======== SELECTED TEXT ========

Claude Opus 4.7 is priced at $5/M input tokens and $25/M output tokens — the same sticker price as Opus 4.6. The catch: Opus 4.7 ships with a new tokenizer that produces 1.0–1.46× more tokens for the same English text. For code and JSON, the multiplier hits the upper end. At identical per-token prices, that's a quiet 20–46% price hike for anyone migrating up from Opus 4.6.
This calculator models the real cost. Paste your actual prompt — system message, RAG context, the works — and we'll tokenize it through Anthropic's official count_tokens API (no character approximations). Toggle prompt caching to see the 90% input discount applied to cached portions. Toggle the Batch API for the 50% async discount. Compare side-by-side against Opus 4.6, Sonnet 4.6, and Haiku 4.5 at the bottom.
All numbers verified against claude.com/pricing on the date shown. Code is open source. No accounts, no tracking, no ads.
Frequently asked questions
How much does Claude Opus 4.7 cost?
$5 per million input tokens, $25 per million output tokens. With prompt caching, cached input drops to $0.50 per million.
Is Opus 4.7 more expensive than Opus 4.6?
The sticker prices are identical. But Opus 4.7's tokenizer produces ~20% more tokens for prose and up to 46% more for code, meaning the same English prompt costs 20–46% more on 4.7.
Does Opus 4.7 support prompt caching?
Yes. Cache writes cost 1.25× input rate (5-minute) or 2× (1-hour). Cache reads cost 10% of input rate.
What context window does Opus 4.7 support?
1 million tokens at flat pricing — no tier jump above 200K, unlike Gemini.
When is Opus 4.7 worth the cost over Sonnet 4.6?
For tasks where you've benchmarked and measured Sonnet failing. For routine work, Sonnet 4.6 at $3/$15 lands within 1% of GPT-5.4's bill.

========

SET OF TASKS:
A – In the Opus 4.7 pricing page, take the part that opens with the words containing "The sticker prices" and closes with "of input rate.", and switch "sticker prices" to "list prices".
B – List every question that appears under the frequently asked questions heading of the Opus 4.7 pricing page.
C – Turn the paragraph of the Opus 4.7 pricing page that begins "This calculator models the real cost" into a short bulleted list that keeps its main facts.

======== SOURCE MATERIAL ========

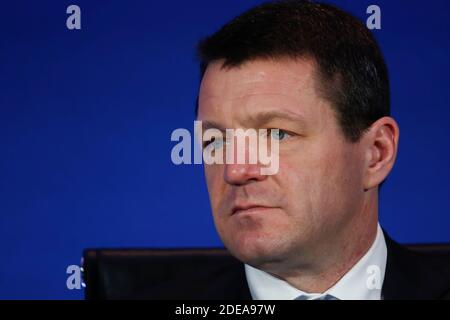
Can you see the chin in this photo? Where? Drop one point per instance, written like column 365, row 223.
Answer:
column 254, row 250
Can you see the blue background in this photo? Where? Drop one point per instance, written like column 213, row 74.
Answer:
column 86, row 118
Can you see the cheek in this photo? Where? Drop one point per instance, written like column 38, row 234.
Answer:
column 215, row 184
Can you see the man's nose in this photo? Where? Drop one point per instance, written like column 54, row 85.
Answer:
column 242, row 174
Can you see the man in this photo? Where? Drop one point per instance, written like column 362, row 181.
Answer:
column 311, row 230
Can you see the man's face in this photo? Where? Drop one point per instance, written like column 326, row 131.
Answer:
column 318, row 188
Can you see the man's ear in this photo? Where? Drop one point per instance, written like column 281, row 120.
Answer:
column 380, row 143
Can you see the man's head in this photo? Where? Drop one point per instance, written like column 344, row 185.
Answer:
column 317, row 74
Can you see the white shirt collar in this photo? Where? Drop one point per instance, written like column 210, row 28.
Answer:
column 362, row 282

========

OUTPUTS IN ORDER:
A –
The list prices are identical. But Opus 4.7's tokenizer produces ~20% more tokens for prose and up to 46% more for code, meaning the same English prompt costs 20–46% more on 4.7.
Does Opus 4.7 support prompt caching?
Yes. Cache writes cost 1.25× input rate (5-minute) or 2× (1-hour). Cache reads cost 10% of input rate.

B –
- How much does Claude Opus 4.7 cost?
- Is Opus 4.7 more expensive than Opus 4.6?
- Does Opus 4.7 support prompt caching?
- What context window does Opus 4.7 support?
- When is Opus 4.7 worth the cost over Sonnet 4.6?

C –
- The calculator models the real cost of a prompt.
- Users paste their actual prompt, including system message and RAG context.
- The prompt is tokenized through Anthropic's official count_tokens API, not by character approximations.
- A prompt caching toggle applies the 90% input discount to cached portions.
- A Batch API toggle applies the 50% async discount.
- A side-by-side comparison with Opus 4.6, Sonnet 4.6, and Haiku 4.5 appears at the bottom.